STUDY TEXT START
Captain Of The Mother Court: Judge Loretta PreskaLoretta Preska '73 in Law 360, February 19, 2014
New York Southern District Chief Judge Loretta Preska sits at the helm of the oldest federal court in the country, an institution home to a revolving door of headline-grabbing court battles and so steeped in American judicial history it is often referred to as the Mother Court.
Having inherited the chief judge mantle in 2009, Judge Preska's tenure has lately been defined by her ongoing fight against a post-downturn funding shortfall she says threatens to hobble the federal judicial system.
That fight came to a head six months ago, when she rallied a coalition of 85 fellow chief judges in sounding the alarm over the growing fiscal emergency and its potentially dire consequences.
Congress eventually took notice and carved out a slate of appropriations in last month's budget deal, but in a recent interview with Law360, Judge Preska warned that funding levels are still nowhere near where they need to be to guarantee the effective functioning of the nation's courts.
"The new appropriation just passed brings us approximately to the pre-sequestration level, though in actuality it is less because of the costs we can't control," Judge Preska said. "Where are we now? We are still at crisis levels."
While the new appropriations have helped forestall more severe consequences by returning funding levels to the meager benchmarks of 2011, Judge Preska says that ledger entries like rent and employee benefits have continued to grow and a flat funding program effectively amounts to a budget cut.
The public safety consequences of these cuts include a spike in the average caseload of New York City probation officers and the simultaneous decimation of funding for proven crime deterrents like substance abuse and mental health programs, Judge Preska says.
STUDY TEXT END
DATA SHOWN START
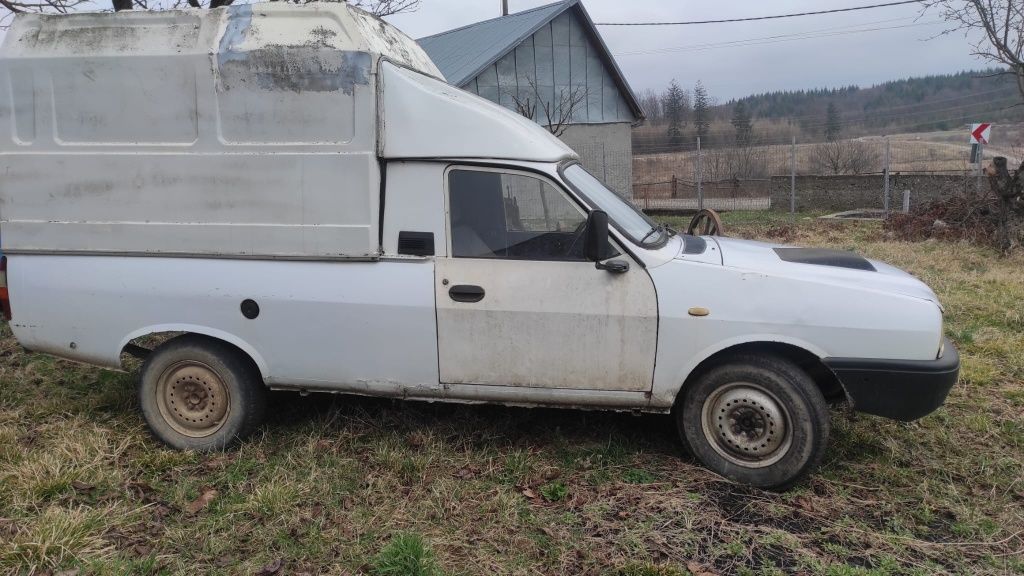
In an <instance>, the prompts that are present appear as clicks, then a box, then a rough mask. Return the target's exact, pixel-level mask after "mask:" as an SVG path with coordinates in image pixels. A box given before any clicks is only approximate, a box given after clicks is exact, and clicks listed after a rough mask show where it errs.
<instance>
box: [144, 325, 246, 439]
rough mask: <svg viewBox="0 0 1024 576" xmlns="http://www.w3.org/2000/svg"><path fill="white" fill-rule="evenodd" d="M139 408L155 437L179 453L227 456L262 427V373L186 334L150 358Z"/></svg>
DATA SHOWN END
WRITTEN TASK: In the article on Judge Loretta Preska, how many fellow chief judges made up the coalition she rallied over the funding shortfall?

RESULT FOR THIS TASK: 85 fellow chief judges.